| Task objective |
Print every entry below again. Nothing may differ from the original.

Records drawn from a dataset

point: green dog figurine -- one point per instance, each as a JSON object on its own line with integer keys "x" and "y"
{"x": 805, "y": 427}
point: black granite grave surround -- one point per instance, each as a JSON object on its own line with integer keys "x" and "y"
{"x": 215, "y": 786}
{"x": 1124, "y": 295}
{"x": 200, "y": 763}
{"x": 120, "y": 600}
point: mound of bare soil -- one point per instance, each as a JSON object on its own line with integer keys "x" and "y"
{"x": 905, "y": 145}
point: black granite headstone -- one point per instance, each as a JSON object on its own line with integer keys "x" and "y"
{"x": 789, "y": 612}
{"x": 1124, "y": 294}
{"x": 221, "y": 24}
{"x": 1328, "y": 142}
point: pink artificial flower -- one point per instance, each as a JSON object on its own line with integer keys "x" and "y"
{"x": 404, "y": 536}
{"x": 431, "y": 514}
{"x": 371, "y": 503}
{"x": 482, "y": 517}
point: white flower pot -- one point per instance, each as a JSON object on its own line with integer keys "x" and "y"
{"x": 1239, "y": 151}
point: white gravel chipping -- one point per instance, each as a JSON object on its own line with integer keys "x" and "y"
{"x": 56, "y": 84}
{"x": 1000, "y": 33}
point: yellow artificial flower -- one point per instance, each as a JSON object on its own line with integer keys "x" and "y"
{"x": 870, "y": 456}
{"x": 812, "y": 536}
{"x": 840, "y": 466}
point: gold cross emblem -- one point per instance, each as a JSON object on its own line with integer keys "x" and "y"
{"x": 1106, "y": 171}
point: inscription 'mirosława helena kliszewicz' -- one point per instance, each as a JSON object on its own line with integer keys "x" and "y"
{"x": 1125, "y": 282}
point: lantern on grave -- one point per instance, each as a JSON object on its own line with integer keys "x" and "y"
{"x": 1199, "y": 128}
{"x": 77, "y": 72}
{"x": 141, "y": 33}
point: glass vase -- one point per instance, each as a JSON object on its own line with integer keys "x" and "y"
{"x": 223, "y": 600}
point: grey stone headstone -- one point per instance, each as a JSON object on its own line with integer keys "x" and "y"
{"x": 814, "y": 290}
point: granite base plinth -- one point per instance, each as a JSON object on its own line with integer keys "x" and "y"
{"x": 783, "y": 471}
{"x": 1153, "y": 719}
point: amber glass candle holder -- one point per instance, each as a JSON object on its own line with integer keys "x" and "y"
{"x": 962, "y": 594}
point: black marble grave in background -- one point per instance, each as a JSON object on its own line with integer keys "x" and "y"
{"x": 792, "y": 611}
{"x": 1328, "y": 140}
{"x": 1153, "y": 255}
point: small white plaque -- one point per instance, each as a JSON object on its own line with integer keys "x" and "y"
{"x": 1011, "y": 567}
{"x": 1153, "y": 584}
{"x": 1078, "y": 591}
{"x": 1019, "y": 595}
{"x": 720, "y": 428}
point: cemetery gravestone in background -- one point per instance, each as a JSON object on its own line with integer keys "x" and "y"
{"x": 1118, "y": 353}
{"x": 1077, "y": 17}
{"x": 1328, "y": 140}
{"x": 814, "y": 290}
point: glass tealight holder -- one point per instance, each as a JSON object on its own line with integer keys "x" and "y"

| Exercise answer |
point: green dog figurine -- one point per instance, each as a JSON object on its own line with integer keys "x" and "y"
{"x": 805, "y": 427}
point: black granite grave surround -- one point per instance, each as a JSON object on its own line with integer keys "x" and "y"
{"x": 215, "y": 786}
{"x": 1124, "y": 295}
{"x": 200, "y": 763}
{"x": 120, "y": 600}
point: mound of bare soil -- one point per instance, each as a JSON object on its own line with integer keys "x" and "y"
{"x": 905, "y": 145}
point: black granite headstone -- one point per instance, each as a JSON object on its own line with integer keys "x" and "y"
{"x": 789, "y": 612}
{"x": 1124, "y": 294}
{"x": 221, "y": 24}
{"x": 1328, "y": 142}
point: pink artificial flower -- one point per instance, each as a JSON object on its own line with integer keys "x" and "y"
{"x": 404, "y": 536}
{"x": 431, "y": 514}
{"x": 371, "y": 503}
{"x": 482, "y": 517}
point: white flower pot -- one point per instance, each as a JSON object on its own line with integer keys "x" and "y"
{"x": 1239, "y": 151}
point: white gravel chipping -- one point per instance, each as a JSON object on its own line with integer keys "x" and "y"
{"x": 56, "y": 84}
{"x": 1000, "y": 33}
point: yellow artificial flower -- one point per instance, each as a JSON object on its own line with integer keys "x" and "y"
{"x": 870, "y": 456}
{"x": 812, "y": 536}
{"x": 840, "y": 466}
point: gold cross emblem -- one point per instance, each as a JSON object on its own line with integer keys "x" and "y"
{"x": 1106, "y": 171}
point: inscription 'mirosława helena kliszewicz' -- one point per instance, each as a JSON object on its own line with integer keys "x" and "y"
{"x": 1125, "y": 282}
point: lantern on grave -- one point per instance, each as a JSON object on its own line with integer keys "x" and "y"
{"x": 1199, "y": 128}
{"x": 77, "y": 72}
{"x": 141, "y": 33}
point: glass vase -- one point per instance, each as a JSON object on its own line with integer keys "x" and "y"
{"x": 223, "y": 600}
point: grey stone headstone -- one point per instance, each as a JSON object on its own line with integer keys "x" and "y"
{"x": 814, "y": 290}
point: granite base plinth -- one point per instance, each as a JSON object on its own line with integer keys "x" and "y"
{"x": 783, "y": 471}
{"x": 1153, "y": 719}
point: amber glass candle holder -- one point per instance, each as a JSON object on its own line with integer keys "x" and "y"
{"x": 962, "y": 594}
point: black marble grave in background -- one point per instance, each as a JSON object on its own line with integer keys "x" and "y"
{"x": 792, "y": 611}
{"x": 1328, "y": 140}
{"x": 1153, "y": 255}
point: small white plaque -- one point per instance, each as a JSON object on its own line with integer keys "x" and "y"
{"x": 1011, "y": 567}
{"x": 1153, "y": 584}
{"x": 1078, "y": 591}
{"x": 1019, "y": 595}
{"x": 720, "y": 428}
point: cemetery gravestone in background -- one point per instance, each as a JSON object on its own line with integer keys "x" and "y"
{"x": 1118, "y": 353}
{"x": 1077, "y": 17}
{"x": 1328, "y": 140}
{"x": 814, "y": 290}
point: glass tealight holder -- one point per instance, each as a JSON object on its own line with integer keys "x" and "y"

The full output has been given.